=== Excerpt ===

Queen Quet draws on a kaleidoscopic skill set ranging from art and preservation to mathematics and computer science in advocating for her people. She has written books about them; spoken up for them everywhere from the United Nations to city council meetings; and served as an expert commissioner on the Gullah/Geechee Cultural Heritage Corridor Commission established by the federal government in 2006.

Locally, she helps her people with land rights and other issues that tend to come up when native cultures meet rapid development and a rising cost of living. One recent bureaucratic tangle: a municipality putting Gullah/Geechee cemeteries on its delinquent taxes roster. “That has never happened before,” Queen Quet said one morning this past September after making calls about it. “People are asking me, ‘Well, Queen Quet, what’s going on? They’re going to take our graveyards now?’” Such snafus are often resolved amiably, she said.

Harder to resolve, however, is a global problem that is especially dire in the low-lying coastal lands where her people live, and that’s climate change. As rising seas and extreme weather ravage the land and fisheries that are central to Gullah/Geechee lives and livelihoods, she’s helping build support for long-term policies to stem climate change. She also works to mitigate its impacts locally—appealing to local officials to remediate rapid erosion on the Sea Islands, promoting more stewardship of area waterways, and other efforts.

=== Records shown ===

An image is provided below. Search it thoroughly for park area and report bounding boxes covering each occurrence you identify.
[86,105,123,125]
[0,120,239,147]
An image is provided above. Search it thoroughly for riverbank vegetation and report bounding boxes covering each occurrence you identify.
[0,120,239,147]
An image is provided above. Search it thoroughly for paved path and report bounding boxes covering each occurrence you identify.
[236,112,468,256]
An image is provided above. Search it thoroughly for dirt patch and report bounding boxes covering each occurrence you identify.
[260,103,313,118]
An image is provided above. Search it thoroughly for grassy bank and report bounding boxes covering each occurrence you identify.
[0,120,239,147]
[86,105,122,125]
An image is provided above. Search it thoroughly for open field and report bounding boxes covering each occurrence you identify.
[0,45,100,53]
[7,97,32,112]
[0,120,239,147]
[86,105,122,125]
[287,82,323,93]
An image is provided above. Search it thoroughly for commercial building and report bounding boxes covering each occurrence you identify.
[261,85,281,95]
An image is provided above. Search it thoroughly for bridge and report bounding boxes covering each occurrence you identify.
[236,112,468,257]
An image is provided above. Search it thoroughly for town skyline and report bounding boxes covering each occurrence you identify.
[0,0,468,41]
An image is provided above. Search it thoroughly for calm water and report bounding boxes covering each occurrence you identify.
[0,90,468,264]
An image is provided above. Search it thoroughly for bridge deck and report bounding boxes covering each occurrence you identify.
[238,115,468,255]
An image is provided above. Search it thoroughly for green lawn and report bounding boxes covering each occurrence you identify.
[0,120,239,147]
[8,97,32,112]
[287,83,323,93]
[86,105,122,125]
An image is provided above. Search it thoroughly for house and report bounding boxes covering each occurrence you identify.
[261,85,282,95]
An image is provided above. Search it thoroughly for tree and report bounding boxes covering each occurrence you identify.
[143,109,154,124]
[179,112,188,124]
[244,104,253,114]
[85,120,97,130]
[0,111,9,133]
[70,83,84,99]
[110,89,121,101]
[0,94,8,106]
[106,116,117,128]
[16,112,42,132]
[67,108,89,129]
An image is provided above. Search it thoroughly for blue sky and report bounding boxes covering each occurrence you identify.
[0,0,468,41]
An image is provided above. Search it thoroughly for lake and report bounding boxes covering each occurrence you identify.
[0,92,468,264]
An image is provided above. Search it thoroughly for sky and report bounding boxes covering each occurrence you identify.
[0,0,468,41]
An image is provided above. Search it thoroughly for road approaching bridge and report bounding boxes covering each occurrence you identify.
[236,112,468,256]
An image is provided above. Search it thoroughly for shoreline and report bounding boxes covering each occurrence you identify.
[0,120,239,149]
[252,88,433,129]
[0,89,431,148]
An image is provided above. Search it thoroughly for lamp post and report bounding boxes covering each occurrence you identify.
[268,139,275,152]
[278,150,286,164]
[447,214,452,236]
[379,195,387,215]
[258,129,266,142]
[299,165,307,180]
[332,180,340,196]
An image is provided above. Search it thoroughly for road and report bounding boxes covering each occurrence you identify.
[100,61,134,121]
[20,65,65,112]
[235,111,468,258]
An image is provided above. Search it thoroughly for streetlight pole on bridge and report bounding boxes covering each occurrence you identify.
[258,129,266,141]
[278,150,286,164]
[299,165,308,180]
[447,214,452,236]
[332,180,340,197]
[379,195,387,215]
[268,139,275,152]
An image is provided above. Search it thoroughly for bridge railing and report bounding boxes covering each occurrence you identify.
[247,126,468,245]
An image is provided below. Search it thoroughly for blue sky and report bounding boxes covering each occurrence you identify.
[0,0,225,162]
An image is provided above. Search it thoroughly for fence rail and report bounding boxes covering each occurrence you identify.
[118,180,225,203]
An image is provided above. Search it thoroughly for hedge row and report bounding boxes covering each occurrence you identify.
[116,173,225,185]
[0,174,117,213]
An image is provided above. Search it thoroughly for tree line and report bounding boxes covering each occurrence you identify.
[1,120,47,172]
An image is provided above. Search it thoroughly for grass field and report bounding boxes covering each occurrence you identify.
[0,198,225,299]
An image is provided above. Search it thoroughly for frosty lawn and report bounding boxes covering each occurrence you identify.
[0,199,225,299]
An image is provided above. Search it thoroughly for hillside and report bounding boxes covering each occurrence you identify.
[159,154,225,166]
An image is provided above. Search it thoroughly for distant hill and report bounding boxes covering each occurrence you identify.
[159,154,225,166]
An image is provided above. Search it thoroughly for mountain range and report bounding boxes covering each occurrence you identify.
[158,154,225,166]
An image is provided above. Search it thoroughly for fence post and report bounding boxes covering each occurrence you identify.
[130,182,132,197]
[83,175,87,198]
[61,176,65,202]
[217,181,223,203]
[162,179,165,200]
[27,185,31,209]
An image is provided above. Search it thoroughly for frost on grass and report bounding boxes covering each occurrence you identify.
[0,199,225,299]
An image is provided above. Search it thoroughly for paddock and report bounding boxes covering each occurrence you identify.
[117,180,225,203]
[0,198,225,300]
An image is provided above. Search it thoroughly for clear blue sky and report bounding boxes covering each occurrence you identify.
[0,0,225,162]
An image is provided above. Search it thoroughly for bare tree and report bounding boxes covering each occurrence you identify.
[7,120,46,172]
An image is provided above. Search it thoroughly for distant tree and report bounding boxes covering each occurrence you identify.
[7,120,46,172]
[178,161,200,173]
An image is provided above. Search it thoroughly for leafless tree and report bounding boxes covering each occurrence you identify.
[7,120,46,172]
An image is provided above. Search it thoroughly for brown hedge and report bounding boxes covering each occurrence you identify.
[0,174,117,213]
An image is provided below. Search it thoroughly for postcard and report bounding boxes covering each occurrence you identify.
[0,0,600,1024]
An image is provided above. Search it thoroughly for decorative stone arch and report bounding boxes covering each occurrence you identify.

===

**Assigned task A**
In the passage about Queen Quet, replace "books" with "articles" and give the text again from "Queen Quet draws" up to and including "government in 2006.".
**Assigned task B**
According to the passage about Queen Quet, in what year did the federal government establish the Gullah/Geechee Cultural Heritage Corridor Commission?
**Assigned task C**
For each statement, say whether it agrees with the passage about Queen Quet, and quote the words that decide it.
(i) Queen Quet has spoken up for her people at the United Nations.
(ii) A municipality put Gullah/Geechee cemeteries on its delinquent taxes roster.
(iii) Climate change is easier to resolve than local bureaucratic snafus.

**Written response A**
Queen Quet draws on a kaleidoscopic skill set ranging from art and preservation to mathematics and computer science in advocating for her people. She has written articles about them; spoken up for them everywhere from the United Nations to city council meetings; and served as an expert commissioner on the Gullah/Geechee Cultural Heritage Corridor Commission established by the federal government in 2006.

**Written response B**
2006

**Written response C**
(i) Yes: "spoken up for them everywhere from the United Nations to city council meetings"
(ii) Yes: "a municipality putting Gullah/Geechee cemeteries on its delinquent taxes roster"
(iii) No: "Harder to resolve, however, is a global problem that is especially dire in the low-lying coastal lands where her people live, and that’s climate change."